From the data below, copy each line that includes the word "trailer".

[Natural language region descriptions]

────

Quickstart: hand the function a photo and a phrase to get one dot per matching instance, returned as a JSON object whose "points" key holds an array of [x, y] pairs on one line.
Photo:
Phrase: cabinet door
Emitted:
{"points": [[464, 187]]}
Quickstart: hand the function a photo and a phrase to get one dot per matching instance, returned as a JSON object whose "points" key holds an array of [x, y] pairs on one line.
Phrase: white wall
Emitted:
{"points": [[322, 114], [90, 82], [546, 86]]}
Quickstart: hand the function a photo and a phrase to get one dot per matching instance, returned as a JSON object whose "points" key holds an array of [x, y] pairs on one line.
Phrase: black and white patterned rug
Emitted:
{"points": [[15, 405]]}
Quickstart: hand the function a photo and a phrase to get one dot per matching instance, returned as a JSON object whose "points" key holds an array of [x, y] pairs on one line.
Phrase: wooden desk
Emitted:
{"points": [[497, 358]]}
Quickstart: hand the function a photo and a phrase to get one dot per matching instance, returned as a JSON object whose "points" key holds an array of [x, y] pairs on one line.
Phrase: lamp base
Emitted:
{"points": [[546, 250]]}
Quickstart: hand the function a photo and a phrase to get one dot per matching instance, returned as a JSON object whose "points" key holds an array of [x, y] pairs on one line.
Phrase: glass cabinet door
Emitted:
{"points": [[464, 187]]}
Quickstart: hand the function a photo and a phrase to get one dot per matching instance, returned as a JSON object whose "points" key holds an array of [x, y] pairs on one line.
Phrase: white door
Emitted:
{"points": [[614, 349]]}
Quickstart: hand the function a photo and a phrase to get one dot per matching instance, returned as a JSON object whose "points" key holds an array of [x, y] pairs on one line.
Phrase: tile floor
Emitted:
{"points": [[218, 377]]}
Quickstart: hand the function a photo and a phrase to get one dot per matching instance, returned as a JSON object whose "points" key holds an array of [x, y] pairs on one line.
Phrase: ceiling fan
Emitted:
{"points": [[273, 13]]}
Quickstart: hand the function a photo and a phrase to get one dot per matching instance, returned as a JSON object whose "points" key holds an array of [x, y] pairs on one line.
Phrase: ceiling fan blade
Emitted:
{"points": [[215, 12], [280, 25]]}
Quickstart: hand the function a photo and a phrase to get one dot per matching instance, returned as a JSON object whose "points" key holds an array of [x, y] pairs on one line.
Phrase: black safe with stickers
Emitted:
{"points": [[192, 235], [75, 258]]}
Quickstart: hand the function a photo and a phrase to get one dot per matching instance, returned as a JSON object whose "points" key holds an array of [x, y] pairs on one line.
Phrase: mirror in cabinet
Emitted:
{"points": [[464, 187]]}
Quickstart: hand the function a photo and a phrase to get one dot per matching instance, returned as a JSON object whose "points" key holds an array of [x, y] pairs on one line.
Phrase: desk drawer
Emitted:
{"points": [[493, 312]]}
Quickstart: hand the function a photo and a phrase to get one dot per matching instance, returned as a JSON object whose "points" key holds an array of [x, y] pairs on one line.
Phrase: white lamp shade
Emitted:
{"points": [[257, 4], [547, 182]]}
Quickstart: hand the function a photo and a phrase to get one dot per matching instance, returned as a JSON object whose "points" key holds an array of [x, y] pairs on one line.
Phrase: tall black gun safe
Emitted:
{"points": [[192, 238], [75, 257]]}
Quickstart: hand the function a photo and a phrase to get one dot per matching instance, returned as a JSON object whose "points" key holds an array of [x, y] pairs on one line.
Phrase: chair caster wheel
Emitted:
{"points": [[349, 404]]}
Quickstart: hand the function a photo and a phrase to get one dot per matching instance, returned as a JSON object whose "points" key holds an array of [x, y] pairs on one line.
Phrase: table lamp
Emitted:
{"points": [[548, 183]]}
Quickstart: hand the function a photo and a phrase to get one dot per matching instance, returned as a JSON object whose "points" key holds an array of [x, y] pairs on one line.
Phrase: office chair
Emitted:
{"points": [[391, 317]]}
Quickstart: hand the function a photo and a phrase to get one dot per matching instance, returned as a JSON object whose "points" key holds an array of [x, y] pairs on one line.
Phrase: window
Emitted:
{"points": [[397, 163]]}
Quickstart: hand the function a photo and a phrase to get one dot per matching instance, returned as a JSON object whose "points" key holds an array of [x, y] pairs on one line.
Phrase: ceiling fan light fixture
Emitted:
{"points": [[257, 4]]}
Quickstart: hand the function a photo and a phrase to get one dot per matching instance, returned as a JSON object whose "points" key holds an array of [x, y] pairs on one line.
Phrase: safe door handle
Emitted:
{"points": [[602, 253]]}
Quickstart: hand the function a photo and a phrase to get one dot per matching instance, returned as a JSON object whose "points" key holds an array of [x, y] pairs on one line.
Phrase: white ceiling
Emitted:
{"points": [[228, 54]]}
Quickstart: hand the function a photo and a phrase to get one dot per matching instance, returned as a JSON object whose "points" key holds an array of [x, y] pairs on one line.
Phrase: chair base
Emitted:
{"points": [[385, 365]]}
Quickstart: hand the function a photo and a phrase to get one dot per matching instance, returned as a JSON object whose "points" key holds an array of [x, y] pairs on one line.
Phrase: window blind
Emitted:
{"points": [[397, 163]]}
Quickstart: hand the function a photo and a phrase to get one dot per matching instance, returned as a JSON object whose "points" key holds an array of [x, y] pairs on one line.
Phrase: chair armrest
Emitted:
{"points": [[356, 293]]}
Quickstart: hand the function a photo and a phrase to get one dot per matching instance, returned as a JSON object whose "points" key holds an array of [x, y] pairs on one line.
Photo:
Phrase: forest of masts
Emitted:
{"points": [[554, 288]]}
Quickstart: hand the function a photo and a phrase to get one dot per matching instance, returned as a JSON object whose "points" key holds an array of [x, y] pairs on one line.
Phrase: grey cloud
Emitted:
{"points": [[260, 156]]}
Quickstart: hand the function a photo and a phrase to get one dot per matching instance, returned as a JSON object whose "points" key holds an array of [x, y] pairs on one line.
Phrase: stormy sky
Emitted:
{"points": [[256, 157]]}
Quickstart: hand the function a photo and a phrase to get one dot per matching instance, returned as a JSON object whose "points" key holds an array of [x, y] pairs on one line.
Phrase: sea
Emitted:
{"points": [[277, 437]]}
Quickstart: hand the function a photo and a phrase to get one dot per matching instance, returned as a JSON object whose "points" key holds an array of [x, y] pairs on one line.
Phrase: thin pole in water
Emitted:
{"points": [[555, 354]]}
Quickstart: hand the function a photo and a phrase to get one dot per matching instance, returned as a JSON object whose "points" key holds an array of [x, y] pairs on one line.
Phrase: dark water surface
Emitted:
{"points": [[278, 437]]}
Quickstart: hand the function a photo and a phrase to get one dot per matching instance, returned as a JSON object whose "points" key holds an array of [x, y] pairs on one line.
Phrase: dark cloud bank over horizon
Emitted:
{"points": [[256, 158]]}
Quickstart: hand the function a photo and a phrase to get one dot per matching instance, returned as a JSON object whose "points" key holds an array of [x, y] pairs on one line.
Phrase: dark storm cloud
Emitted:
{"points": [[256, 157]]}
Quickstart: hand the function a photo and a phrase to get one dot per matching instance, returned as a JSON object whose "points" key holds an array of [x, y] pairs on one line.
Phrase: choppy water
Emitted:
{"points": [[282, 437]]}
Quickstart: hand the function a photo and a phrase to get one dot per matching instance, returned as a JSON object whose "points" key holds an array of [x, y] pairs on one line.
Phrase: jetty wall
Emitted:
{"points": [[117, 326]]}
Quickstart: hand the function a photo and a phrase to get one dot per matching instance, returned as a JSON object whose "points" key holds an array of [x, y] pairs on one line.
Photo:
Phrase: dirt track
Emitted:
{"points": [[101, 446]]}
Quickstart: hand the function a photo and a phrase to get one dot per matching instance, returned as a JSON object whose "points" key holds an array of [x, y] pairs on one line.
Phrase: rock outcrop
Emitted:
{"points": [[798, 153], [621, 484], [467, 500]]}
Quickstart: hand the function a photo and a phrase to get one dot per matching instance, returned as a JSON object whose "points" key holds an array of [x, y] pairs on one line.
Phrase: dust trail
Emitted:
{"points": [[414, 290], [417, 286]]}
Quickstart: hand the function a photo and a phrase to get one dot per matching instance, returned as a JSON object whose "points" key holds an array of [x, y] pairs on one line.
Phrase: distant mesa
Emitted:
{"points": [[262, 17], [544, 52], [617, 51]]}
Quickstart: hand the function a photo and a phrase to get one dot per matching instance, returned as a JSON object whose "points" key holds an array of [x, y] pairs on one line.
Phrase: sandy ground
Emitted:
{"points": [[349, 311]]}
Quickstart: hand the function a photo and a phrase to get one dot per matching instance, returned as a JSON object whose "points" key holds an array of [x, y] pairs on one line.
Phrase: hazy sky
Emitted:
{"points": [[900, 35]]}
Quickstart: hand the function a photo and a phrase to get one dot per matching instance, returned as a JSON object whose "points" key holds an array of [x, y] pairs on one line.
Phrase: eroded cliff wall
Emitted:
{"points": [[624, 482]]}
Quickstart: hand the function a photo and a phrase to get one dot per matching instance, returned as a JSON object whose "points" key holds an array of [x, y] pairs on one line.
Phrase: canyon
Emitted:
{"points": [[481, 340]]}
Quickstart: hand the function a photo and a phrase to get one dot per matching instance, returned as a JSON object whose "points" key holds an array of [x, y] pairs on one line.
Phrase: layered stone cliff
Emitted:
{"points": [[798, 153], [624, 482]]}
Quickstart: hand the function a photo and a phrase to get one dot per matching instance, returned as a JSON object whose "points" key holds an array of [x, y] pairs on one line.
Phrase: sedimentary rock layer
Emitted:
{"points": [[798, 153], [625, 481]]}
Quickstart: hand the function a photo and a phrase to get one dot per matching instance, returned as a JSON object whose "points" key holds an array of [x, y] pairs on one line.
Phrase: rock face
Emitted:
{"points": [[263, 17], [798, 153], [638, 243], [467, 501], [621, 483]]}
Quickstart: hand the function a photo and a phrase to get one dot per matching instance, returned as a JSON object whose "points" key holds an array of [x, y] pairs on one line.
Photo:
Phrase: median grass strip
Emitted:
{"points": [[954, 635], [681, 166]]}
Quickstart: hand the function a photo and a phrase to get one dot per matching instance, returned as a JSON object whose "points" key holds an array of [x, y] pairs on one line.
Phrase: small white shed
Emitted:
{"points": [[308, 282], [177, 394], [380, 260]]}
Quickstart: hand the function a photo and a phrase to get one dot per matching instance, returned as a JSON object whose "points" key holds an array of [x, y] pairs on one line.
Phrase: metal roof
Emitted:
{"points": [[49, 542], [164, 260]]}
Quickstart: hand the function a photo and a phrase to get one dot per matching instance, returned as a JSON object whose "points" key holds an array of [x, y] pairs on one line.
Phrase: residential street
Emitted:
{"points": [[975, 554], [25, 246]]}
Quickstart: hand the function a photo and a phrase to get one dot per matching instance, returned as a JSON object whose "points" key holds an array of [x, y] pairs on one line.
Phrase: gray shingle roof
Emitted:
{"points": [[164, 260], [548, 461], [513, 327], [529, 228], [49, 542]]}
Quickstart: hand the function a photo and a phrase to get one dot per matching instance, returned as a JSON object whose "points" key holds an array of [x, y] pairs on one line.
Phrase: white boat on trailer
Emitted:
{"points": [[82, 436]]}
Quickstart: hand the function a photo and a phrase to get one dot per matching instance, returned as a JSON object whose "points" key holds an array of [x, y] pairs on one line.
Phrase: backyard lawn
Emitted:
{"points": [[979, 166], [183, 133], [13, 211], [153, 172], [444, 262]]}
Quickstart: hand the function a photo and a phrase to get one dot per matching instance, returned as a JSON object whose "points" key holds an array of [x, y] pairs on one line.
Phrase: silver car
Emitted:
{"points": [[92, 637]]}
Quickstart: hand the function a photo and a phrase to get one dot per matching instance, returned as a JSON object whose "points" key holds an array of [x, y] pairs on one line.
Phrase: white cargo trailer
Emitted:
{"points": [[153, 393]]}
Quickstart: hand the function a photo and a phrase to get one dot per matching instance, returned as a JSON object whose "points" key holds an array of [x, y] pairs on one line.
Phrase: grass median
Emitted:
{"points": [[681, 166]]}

────

_Exercise output_
Phrase: white boat on trailer
Phrase: white cargo trailer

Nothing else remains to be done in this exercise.